* begin TASK INPUT *
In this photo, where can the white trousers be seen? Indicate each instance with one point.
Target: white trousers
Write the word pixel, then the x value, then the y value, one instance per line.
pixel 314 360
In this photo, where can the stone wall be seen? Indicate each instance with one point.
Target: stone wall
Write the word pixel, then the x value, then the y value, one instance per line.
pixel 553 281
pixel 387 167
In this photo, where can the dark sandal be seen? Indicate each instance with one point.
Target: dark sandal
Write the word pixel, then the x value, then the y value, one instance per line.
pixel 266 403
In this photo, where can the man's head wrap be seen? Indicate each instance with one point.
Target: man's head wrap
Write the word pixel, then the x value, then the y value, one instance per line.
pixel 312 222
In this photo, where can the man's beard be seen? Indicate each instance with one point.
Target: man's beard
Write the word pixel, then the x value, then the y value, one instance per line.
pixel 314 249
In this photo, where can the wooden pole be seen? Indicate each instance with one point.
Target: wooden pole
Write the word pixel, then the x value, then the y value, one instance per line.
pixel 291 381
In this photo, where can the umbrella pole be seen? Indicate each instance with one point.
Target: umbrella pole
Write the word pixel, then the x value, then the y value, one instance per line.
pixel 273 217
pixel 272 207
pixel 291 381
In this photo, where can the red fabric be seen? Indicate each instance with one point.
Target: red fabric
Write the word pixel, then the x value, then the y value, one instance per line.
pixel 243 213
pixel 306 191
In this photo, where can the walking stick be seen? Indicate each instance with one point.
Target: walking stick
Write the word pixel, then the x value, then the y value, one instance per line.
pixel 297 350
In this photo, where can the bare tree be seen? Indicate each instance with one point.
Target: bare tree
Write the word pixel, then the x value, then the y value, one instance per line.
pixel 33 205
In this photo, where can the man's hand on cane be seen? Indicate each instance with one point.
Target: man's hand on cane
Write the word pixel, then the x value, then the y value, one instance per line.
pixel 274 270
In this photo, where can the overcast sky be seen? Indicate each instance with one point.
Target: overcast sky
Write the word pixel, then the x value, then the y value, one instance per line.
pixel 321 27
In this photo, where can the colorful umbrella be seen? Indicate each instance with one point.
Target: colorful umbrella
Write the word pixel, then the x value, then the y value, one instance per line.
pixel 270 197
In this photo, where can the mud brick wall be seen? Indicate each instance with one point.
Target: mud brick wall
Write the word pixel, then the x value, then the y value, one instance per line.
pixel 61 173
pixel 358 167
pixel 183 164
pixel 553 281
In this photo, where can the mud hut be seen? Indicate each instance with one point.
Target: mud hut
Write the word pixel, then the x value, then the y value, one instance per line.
* end TASK INPUT *
• **GOAL**: Copy out all of the rows above word for word, keeping every line in its original order.

• **ANSWER TO THE PROBLEM**:
In this photo, where can the white trousers be seen? Indicate each instance with one point.
Target: white trousers
Write the word pixel, then the x value, then the y value, one instance per line.
pixel 314 360
In this photo, where can the stone wall be seen? Indicate each instance with one point.
Target: stone wall
Write the word pixel, then the x value, then the y value, one instance per line.
pixel 553 281
pixel 387 167
In this photo, where can the dark sandal be seen? Indicate each instance with one point.
Target: dark sandal
Write the word pixel, then the x value, then the y value, one instance per line.
pixel 266 403
In this photo, where can the man's head wrap be seen? Indicate each instance with one point.
Target: man's head wrap
Write the word pixel, then the x value, then the y value, one instance per line.
pixel 312 222
In this photo, where can the man's beard be seen? Indicate each instance with one point.
Target: man's beard
Write the word pixel, then the x value, then the y value, one instance per line.
pixel 314 249
In this photo, where can the wooden pole be seen? Indicate each instance with one point.
Target: wooden pole
Write the word pixel, then the x value, then the y value, one instance per line.
pixel 291 381
In this photo, where can the umbrella pole be seen? Indicate each instance with one point.
Target: umbrella pole
Write the word pixel, then the x value, then the y value, one instance per line.
pixel 273 217
pixel 272 207
pixel 291 381
In this photo, where can the red fabric be seen? Indicate each instance with one point.
Target: red fabric
Write the word pixel, then the x value, then the y value, one instance per line.
pixel 243 213
pixel 306 191
In this photo, where can the walking stick be seen? Indicate each instance with one point.
Target: walking stick
Write the word pixel, then the x value, then the y value, one instance per line.
pixel 297 350
In this photo, where can the bare tree be seen? Indicate each instance with one point.
Target: bare tree
Write the word pixel, then the x value, then the y value, one instance per line.
pixel 33 205
In this photo, where can the man's hand on cane be seen? Indicate each instance with one point.
Target: man's hand on cane
Write the word pixel, then the x value, then the y value, one instance per line.
pixel 274 270
In this photo, where can the overcast sky be seen? Indicate each instance with one point.
Target: overcast sky
Write the word pixel, then the x value, then the y value, one instance per line.
pixel 321 27
In this photo, where can the colorful umbrella be seen? Indicate each instance with one point.
Target: colorful umbrella
Write the word pixel, then the x value, then the y value, one instance per line.
pixel 270 197
In this photo, where can the mud brick wall be seen? Indicate each instance with one point.
Target: mud brick wall
Write the word pixel, then the x value, then the y value, one instance per line.
pixel 61 173
pixel 358 167
pixel 183 164
pixel 553 281
In this photo, where can the mud hut be seen? Indicate each instance with one point.
Target: mud hut
Write the word pixel, then the x value, then the y value, one instance per line.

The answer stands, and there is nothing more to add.